### Getoond fragment
+++

Mamma zal het enig vinden, heeft Roel gezegd. Of niet, bedacht hij zich, eigenlijk kent hij zijn moeder soms niet meer. De laatste keer dat Pien hem naar zijn moeder vergezelde, is al even geleden. Vaak zal het er niet meer van komen, vreest hij.
Pien wil zijn moeder graag weer zien. Roel vindt dat vreselijk lief en ook dat Pien bedenkt om bloemen mee te nemen.
Ze lopen de conversatiezaal binnen van Torendael, zijn moeders tehuis. Vroeger babbelde zijn moeder daar mee met zes andere oude dametjes. Een jaar geleden nog waren die gewend de beste plaatsen op te eisen. Als een vestingwal drapeerden ze rollators en rolstoelen om zich heen. Geen medebewoner kwam erdoor. Inmiddels laten de bessen hun moede kinnetjes hangen op hun ingekrompen borst.
Wanneer Roel op zijn moeder toeloopt en haar een kus geeft op haar vlekkerige wang, kijkt ze naar hem omhoog.

+++

### Opdrachten
a. Leg in één tot drie zinnen uit waarom Roel in het fragment over het bezoek aan Torendael terugkomt op zijn uitspraak "Mamma zal het enig vinden".
b. Hervat het fragment over het bezoek aan Torendael na de zin waarin de moeder naar Roel omhoog kijkt.
De items die hierna volgen, staan los van het fragment.

(Gegevens voor het aanwijzen van regio's)

+++

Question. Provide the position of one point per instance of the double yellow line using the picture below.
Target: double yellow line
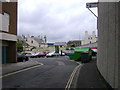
(40, 64)
(72, 77)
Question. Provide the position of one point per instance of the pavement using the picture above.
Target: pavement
(88, 77)
(12, 67)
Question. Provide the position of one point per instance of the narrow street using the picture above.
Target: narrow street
(56, 72)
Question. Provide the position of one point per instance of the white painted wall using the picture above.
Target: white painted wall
(109, 41)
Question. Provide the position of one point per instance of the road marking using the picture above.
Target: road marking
(21, 70)
(60, 63)
(72, 77)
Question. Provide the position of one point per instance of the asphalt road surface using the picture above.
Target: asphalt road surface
(57, 72)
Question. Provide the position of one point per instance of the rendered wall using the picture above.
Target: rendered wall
(108, 41)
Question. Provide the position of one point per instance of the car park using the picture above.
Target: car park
(21, 57)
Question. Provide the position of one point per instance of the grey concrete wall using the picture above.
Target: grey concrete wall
(108, 41)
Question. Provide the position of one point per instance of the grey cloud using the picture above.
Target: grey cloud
(57, 22)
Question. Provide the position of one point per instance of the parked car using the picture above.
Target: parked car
(41, 54)
(29, 54)
(63, 54)
(50, 54)
(21, 57)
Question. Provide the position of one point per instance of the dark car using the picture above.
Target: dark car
(21, 57)
(41, 54)
(94, 51)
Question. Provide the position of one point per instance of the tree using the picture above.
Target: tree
(19, 46)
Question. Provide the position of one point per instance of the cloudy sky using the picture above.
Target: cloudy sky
(59, 20)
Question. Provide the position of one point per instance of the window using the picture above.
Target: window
(5, 22)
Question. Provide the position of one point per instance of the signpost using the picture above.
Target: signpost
(92, 5)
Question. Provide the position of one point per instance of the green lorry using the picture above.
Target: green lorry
(81, 54)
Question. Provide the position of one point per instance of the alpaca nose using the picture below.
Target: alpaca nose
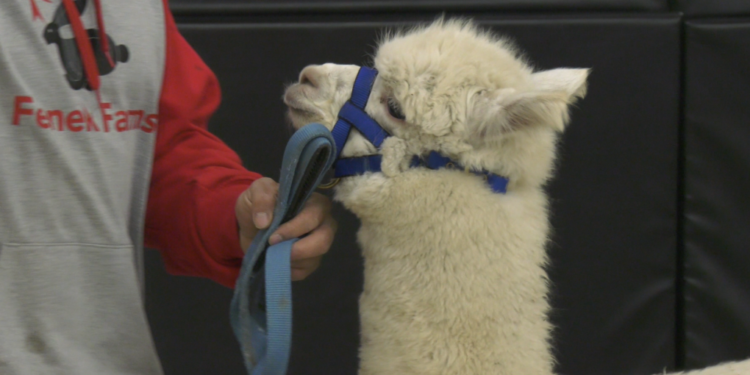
(311, 75)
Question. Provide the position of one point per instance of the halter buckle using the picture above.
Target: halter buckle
(329, 184)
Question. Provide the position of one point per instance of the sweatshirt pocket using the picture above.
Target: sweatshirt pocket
(72, 308)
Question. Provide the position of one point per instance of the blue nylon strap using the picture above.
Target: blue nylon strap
(340, 133)
(364, 123)
(353, 113)
(498, 184)
(261, 309)
(363, 86)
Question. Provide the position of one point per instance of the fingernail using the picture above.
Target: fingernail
(261, 220)
(276, 238)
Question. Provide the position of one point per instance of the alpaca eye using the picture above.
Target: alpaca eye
(395, 110)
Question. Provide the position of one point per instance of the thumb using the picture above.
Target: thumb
(254, 209)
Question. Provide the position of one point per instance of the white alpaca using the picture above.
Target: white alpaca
(454, 277)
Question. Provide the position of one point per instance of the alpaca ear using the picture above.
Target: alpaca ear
(545, 104)
(570, 82)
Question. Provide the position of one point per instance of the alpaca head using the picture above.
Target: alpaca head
(451, 88)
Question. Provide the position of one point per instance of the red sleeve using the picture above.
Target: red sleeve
(196, 178)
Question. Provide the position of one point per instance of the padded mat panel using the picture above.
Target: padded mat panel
(700, 8)
(717, 203)
(367, 5)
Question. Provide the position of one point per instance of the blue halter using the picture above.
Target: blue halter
(353, 114)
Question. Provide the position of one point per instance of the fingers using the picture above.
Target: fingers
(263, 194)
(312, 216)
(316, 243)
(313, 225)
(254, 209)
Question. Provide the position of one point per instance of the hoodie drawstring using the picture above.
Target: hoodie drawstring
(85, 50)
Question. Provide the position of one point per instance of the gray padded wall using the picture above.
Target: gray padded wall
(703, 8)
(717, 186)
(429, 5)
(613, 202)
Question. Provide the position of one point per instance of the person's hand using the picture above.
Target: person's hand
(254, 211)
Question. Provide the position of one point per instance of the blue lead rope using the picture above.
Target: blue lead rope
(261, 309)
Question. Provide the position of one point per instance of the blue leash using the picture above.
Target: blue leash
(261, 309)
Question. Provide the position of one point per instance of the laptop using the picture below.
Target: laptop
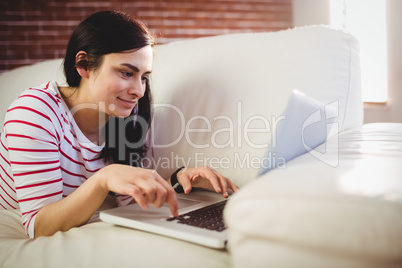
(192, 207)
(305, 124)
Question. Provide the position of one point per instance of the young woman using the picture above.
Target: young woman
(61, 147)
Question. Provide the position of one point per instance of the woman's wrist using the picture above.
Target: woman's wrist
(175, 182)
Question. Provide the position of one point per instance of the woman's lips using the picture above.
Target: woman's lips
(128, 103)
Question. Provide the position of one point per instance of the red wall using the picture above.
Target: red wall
(36, 30)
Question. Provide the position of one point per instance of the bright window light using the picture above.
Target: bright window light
(366, 21)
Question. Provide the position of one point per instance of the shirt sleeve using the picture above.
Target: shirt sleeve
(32, 134)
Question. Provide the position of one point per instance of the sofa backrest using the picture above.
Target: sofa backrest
(218, 99)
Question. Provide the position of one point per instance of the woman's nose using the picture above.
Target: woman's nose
(137, 88)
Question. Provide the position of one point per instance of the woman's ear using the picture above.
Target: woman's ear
(81, 63)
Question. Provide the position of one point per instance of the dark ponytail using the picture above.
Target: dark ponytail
(103, 33)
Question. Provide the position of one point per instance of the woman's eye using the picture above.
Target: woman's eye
(127, 74)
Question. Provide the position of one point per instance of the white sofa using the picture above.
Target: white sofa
(216, 100)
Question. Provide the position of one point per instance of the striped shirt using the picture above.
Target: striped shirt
(44, 156)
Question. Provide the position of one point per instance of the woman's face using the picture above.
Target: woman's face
(120, 81)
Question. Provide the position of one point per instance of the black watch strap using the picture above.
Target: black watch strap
(175, 183)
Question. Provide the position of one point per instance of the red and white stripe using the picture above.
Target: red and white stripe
(43, 154)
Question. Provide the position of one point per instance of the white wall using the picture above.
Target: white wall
(307, 12)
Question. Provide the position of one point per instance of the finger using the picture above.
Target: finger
(169, 196)
(172, 202)
(138, 196)
(223, 182)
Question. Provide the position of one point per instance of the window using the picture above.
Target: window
(366, 21)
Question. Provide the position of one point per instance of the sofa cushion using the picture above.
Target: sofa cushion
(349, 210)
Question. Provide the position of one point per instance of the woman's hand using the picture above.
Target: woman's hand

+++

### Uitwerkingen
a. Roel bedenkt zich omdat hij zijn moeder eigenlijk soms niet meer kent. Daardoor weet hij niet zeker of ze het echt enig zal vinden.

b.
‘Roel,’ zegt ze alsof haar prins zojuist komt aangereden op zijn witte paard. ‘Wat een verrassing!’ Ze kent haar standaardzinnen nog.
‘Kijk mam, ik heb Pien meegenomen,’ zegt hij.
‘Dag mevrouw,’ zegt Roels moeder.
‘Pien, mam.’ Ken je haar nog, laat hij maar achterwege. Het zal wel niet. ‘Mijn verloofde,’ zegt hij er ferm achteraan.
‘Anne?’ vraagt zijn moeder aarzelend.
‘Nee, mam, Anne is al tien jaar dood.’
Gedrieën schuifelen ze naar haar kamer. Pien pakt een vaas uit het aanrechtkastje, zet de chrysanten die ze hebben meegebracht erin en houdt ze in Roels moeders blikveld.
‘Wat een mooie herfstkleur, hè,’ zegt ze.
‘Heel mooi, mevrouw. Waar heb ik het aan te danken?’ Ook die frase beheerst zijn moeder nog.
‘Zeg maar Pien hoor,’ nodigt ze. Een en al geduld.
‘Mam, Pien en ik zijn nu verloofd,’ zegt Roel. Laat daar geen misverstand over bestaan.
‘Wat leuk, jongen.’ Zijn moeder kijkt hem vorsend aan. Mompelt ze nou ‘Anne’?
Roel stelt een wandelingetje voor. Hij wijst op afgevallen bladeren, Pien spreekt van ‘herfst.’ Zijn moeder: heel mooi. Wanneer ze de Zuidelijke Wandelweg achter haar huis oversteken, wordt zijn moeder moe. Ze duwt haar karretje steeds trager voort.
‘We moeten terug,’ zegt Pien.
‘Denk je? Nu al?’ Gelukkig heeft Pien daar oog voor, denkt Roel. Hij overschat zijn moeder steeds. Haar achteruitgang valt amper bij te benen.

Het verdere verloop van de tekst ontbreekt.